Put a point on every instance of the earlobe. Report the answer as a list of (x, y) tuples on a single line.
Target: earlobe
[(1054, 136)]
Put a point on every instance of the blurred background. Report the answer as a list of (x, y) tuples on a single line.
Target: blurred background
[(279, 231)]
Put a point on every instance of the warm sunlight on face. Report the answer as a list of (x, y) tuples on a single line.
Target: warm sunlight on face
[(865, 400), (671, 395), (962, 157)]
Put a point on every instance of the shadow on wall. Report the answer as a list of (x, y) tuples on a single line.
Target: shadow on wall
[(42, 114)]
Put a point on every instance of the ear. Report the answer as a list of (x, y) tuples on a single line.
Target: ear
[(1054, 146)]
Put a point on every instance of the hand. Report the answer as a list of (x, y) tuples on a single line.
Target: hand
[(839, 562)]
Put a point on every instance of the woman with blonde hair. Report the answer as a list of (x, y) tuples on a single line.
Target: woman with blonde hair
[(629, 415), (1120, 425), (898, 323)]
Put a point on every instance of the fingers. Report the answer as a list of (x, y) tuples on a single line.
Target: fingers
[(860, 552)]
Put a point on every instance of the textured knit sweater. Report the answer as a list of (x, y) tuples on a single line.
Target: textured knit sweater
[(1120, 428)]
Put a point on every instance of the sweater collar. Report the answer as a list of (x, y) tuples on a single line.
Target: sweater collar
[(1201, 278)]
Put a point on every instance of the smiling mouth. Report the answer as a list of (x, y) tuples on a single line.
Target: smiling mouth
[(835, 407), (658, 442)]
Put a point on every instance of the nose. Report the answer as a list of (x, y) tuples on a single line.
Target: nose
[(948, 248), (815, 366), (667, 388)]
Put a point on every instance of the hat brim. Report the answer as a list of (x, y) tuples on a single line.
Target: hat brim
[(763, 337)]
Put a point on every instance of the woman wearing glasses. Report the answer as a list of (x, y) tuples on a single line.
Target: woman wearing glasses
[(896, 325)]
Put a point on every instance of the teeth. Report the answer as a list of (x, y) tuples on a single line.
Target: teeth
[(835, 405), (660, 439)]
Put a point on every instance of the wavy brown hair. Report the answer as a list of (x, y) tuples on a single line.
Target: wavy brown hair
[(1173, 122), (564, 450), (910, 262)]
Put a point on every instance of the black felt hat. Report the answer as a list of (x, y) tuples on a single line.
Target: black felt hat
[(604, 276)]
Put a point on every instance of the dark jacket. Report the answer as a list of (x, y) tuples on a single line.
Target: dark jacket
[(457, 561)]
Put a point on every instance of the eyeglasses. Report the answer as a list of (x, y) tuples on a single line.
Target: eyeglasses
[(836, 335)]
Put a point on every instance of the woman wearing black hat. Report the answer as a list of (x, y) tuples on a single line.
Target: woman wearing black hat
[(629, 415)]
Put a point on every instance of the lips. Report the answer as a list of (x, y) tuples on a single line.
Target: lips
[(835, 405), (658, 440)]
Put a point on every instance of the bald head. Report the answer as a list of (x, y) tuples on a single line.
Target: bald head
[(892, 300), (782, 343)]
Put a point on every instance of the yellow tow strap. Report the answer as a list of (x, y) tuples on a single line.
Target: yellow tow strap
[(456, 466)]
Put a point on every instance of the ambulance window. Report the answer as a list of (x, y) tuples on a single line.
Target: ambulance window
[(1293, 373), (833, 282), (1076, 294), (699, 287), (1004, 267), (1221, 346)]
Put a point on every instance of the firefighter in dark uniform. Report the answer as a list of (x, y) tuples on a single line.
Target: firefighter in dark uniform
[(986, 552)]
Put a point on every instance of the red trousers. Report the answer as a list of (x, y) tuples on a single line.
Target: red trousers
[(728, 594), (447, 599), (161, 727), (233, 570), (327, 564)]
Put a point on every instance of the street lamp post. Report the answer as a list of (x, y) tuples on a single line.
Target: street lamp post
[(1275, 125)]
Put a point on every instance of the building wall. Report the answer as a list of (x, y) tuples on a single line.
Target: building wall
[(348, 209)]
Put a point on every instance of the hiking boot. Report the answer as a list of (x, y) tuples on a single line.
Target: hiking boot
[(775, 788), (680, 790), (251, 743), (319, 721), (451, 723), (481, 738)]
· · · · ·
### What you should do
Format every line of the material above as a JSON list of strings, with one string per line and blank lines omitted.

### Solution for this problem
[
  "Put a point on every instance of the earlobe. Report the answer as a list of (x, y) tuples on a single line.",
  "Target: earlobe",
  "[(1054, 136)]",
  "Put a point on every instance of the blurred background. Report the answer as a list of (x, y) tuples on a single line.",
  "Target: blurred background",
  "[(279, 231)]",
  "Put a point on every instance of the warm sunlight on face. Report the answer as a list of (x, y) tuples on a single line.",
  "Target: warm sunlight on face",
  "[(865, 400), (671, 395), (962, 157)]",
  "Put a point on every instance of the shadow on wall. Report the answer as a list of (x, y) tuples on a single line.",
  "Target: shadow on wall",
  "[(42, 114)]",
  "Put a point on every instance of the ear. Report the answer as a list of (x, y) tuples on a single line.",
  "Target: ear",
  "[(1054, 146)]",
  "Put a point on every instance of the hand. Report the answer as a list of (x, y) tuples on a single line.",
  "Target: hand",
  "[(839, 562)]",
  "Put a point on every instance of the woman with blonde hair. Report the answer as a list of (x, y) tuples on a single line.",
  "Target: woman with blonde hair",
  "[(629, 415), (1120, 425), (898, 323)]",
  "Put a point on every instance of the fingers. Report the answer as a list of (x, y) tuples on a single line.",
  "Target: fingers",
  "[(860, 552)]",
  "Put a point on every instance of the textured knit sweater. Report the answer as a list of (x, y) tuples on a single line.",
  "Target: textured knit sweater",
  "[(1120, 428)]",
  "Put a point on every instance of the sweater collar. Report the answer as a list of (x, y) tuples on a single line.",
  "Target: sweater collar",
  "[(1201, 278)]",
  "Put a point on every instance of the smiling mouth. Report the answer as a list of (x, y) tuples on a single line.",
  "Target: smiling mouth",
  "[(835, 407), (658, 442)]",
  "Put a point on every instance of the nose. Report the answer as a list of (x, y) tuples on a single line.",
  "Target: nose",
  "[(948, 248), (815, 366), (667, 388)]",
  "Put a point on every instance of the hat brim. Report the answer as a list of (x, y) tuples on a single line.",
  "Target: hat brim",
  "[(763, 337)]",
  "Put a point on every instance of the woman wearing glasses. Report the answer as a list of (x, y) tuples on a single line.",
  "Target: woman wearing glasses",
  "[(896, 325)]",
  "Put a point on every instance of the teeth. Report the answer as a list of (x, y) tuples on a single line.",
  "Target: teeth",
  "[(835, 405), (660, 439)]",
  "Put a point on every instance of the wavy brown hair. Report the answer as a list of (x, y) tuples on a single line.",
  "Target: wavy brown hair",
  "[(1173, 122), (564, 450), (910, 262)]",
  "Put a point on every instance of the black felt hat. Report the answer as a list of (x, y) tuples on a single line.",
  "Target: black felt hat",
  "[(604, 276)]",
  "Put a point on every instance of the dark jacket. Report the answer as a list of (x, y) tuples on a single line.",
  "Target: dark jacket",
  "[(457, 561)]",
  "Put a point on every instance of the eyeglasses. Report the answer as a list of (x, y) tuples on a single line.",
  "Target: eyeglasses",
  "[(836, 335)]",
  "Put a point on every instance of the woman wearing black hat. Report the answer as a list of (x, y) tuples on a single line.",
  "Target: woman wearing black hat",
  "[(629, 415)]",
  "Put a point on every instance of the lips. Report the answer as a list of (x, y) tuples on a single line.",
  "Target: lips",
  "[(835, 405), (658, 440)]",
  "Put a point on every instance of the bald head. Report the answer as a list of (x, y) tuples on a single line.",
  "Target: bald head",
  "[(892, 300), (782, 343)]",
  "Put a point on every instance of the yellow tow strap. Report the answer as a list of (x, y) tuples on a single line.",
  "Target: yellow tow strap",
  "[(456, 466)]",
  "Put a point on every instance of the ambulance window. Report the answer as a list of (x, y) tuples on a single line.",
  "Target: ambulance window",
  "[(1293, 373), (833, 282), (1076, 294), (699, 287), (1004, 267), (1221, 346)]",
  "Put a point on every instance of the firefighter in dark uniform. Report the answer as a list of (x, y) tuples on a single line.",
  "Target: firefighter in dark uniform",
  "[(986, 552)]",
  "Put a point on every instance of the red trousers. Report the answer as a list of (x, y) tuples on a single line.",
  "Target: red trousers",
  "[(728, 594), (447, 599), (161, 727), (233, 570), (327, 564)]",
  "Put a point on every instance of the street lamp post. Report the answer as a list of (x, y) tuples on a single line.",
  "Target: street lamp post",
  "[(1275, 125)]",
  "Put a point on every instance of the building wall. Report the answer as a list of (x, y) tuples on a single line.",
  "Target: building wall",
  "[(348, 209)]",
  "Put a point on every instance of the hiking boot. Report the answer as a list of (x, y) tuples on a single line.",
  "Target: hiking boot",
  "[(775, 788), (680, 790), (251, 743), (319, 721), (451, 723), (481, 738)]"
]